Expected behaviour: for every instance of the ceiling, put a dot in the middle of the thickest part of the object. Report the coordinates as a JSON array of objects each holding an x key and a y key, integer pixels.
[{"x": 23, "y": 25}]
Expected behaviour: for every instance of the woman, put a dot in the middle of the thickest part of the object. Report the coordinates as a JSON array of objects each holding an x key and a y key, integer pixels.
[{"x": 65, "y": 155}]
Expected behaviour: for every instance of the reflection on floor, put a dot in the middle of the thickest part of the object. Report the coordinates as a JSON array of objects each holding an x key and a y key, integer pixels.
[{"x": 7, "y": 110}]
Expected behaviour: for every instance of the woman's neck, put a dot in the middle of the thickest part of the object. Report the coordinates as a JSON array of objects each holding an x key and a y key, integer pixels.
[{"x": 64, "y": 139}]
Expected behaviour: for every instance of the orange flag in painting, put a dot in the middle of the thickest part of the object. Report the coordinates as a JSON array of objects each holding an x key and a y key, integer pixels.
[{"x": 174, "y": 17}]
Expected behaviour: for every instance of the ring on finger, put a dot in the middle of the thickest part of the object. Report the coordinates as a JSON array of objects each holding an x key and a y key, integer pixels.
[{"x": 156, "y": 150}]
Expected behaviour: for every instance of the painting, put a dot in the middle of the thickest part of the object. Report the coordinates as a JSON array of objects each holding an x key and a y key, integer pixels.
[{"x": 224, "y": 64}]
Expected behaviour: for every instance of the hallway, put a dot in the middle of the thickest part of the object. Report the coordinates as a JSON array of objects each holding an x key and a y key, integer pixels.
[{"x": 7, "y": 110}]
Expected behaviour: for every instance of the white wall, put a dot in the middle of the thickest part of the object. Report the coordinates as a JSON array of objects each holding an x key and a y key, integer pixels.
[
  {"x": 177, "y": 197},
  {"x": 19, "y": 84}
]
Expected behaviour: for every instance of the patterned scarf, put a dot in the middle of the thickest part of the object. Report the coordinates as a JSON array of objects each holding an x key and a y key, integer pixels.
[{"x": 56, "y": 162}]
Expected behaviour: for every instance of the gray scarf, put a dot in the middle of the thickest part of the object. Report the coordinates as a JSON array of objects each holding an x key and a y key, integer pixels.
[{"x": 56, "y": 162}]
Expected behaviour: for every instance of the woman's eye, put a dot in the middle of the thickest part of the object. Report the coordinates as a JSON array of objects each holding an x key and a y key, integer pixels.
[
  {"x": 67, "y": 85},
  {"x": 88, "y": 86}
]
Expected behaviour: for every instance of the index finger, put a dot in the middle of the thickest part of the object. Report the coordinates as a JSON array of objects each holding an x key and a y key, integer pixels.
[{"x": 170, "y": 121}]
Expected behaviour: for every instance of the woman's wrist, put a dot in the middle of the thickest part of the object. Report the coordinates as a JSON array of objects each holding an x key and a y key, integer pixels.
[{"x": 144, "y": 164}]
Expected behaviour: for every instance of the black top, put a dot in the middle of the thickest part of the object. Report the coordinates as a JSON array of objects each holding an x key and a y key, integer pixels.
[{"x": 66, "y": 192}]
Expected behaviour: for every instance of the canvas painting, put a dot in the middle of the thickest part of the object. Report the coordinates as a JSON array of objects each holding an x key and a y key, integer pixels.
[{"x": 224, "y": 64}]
.....
§ **Work instructions**
Go through the records above and retype each one exactly.

§ **Reply to the exercise**
Expected behaviour: for every instance of the ceiling, put a dot in the middle of the thickest part of the object. Report the coordinates as a JSON array of objects each holding an x key and a y key, integer pixels.
[{"x": 23, "y": 25}]
Expected behaviour: for every instance of the woman, put a dot in the middle of the thickest part of the object. Report the coordinates as a JSON array of objects each holding an x key and a y key, integer pixels.
[{"x": 65, "y": 155}]
Expected behaviour: for every instance of the reflection on floor, put a dot in the middle of the thickest part of the object. Report the coordinates as a JSON array of objects each holding an x key and a y key, integer pixels.
[{"x": 7, "y": 110}]
Expected behaviour: for every instance of the woman's neck, put a dot in the middle of the thickest part of the object. Report the coordinates as a JSON array of objects each holding an x key and a y key, integer pixels.
[{"x": 64, "y": 139}]
Expected behaviour: for every instance of the orange flag in painting, put a dot in the middle of the thickest part of the object. Report the coordinates as a JSON array of objects each holding an x key and a y key, integer pixels.
[{"x": 174, "y": 17}]
Expected behaviour: for every instance of the ring on finger, put a dot in the middle of the thickest part of the object. Report the coordinates as a JSON array of objects each holding an x key and a y key, integer pixels.
[{"x": 156, "y": 150}]
Expected behaviour: for every instance of the painting, put a dot in the middle of the thickest part of the object. Report the coordinates as a JSON array of objects each holding an x key and a y key, integer pixels.
[{"x": 224, "y": 64}]
Expected behaviour: for every instance of the hallway, put a dot in the middle of the thickest part of the object. Report the coordinates as a JSON array of objects each holding an x key and a y key, integer pixels.
[{"x": 7, "y": 110}]
Expected behaviour: for every instance of the white wall, put a dot in the middle of the thickest part of the object. Report the coordinates as a JSON array of objects each holding an x key and a y key, integer pixels.
[
  {"x": 177, "y": 197},
  {"x": 19, "y": 84}
]
Expected behaviour: for every instance of the patterned scarf, put a dot in the middle of the thickest part of the object. Report the coordinates as a JSON array of objects each holding an x key and a y key, integer pixels.
[{"x": 56, "y": 162}]
Expected behaviour: for every instance of the gray scarf, put a dot in the middle of the thickest part of the object. Report the coordinates as a JSON array of objects each holding an x key and a y key, integer pixels.
[{"x": 56, "y": 162}]
Expected behaviour: for every instance of the woman's eye, put a dot in the middle of the thickest part of the object. Report the coordinates as a JSON array of objects each holding an x key and a y key, integer pixels.
[
  {"x": 67, "y": 85},
  {"x": 88, "y": 86}
]
Expected behaviour: for every instance of the index finger, put a dot in the middle of the thickest part of the object. Report the coordinates as a JSON array of objects each holding an x key and a y key, integer pixels.
[{"x": 170, "y": 121}]
Expected behaviour: for every instance of the woman's wrist, put a dot in the middle of the thickest part of the object. Report the coordinates as a JSON array of objects each holding an x key and a y key, integer pixels.
[{"x": 144, "y": 164}]
Expected behaviour: for every instance of the black top, put a dot in the middle of the thickest part of the object. Report the coordinates as a JSON array of objects each holding an x key and a y key, integer pixels.
[{"x": 66, "y": 192}]
Expected behaviour: for every instance of the canvas painting, put a dot in the middle of the thickest part of the object. Report the coordinates as a JSON array of objects each holding an x key and a y key, integer pixels.
[{"x": 224, "y": 64}]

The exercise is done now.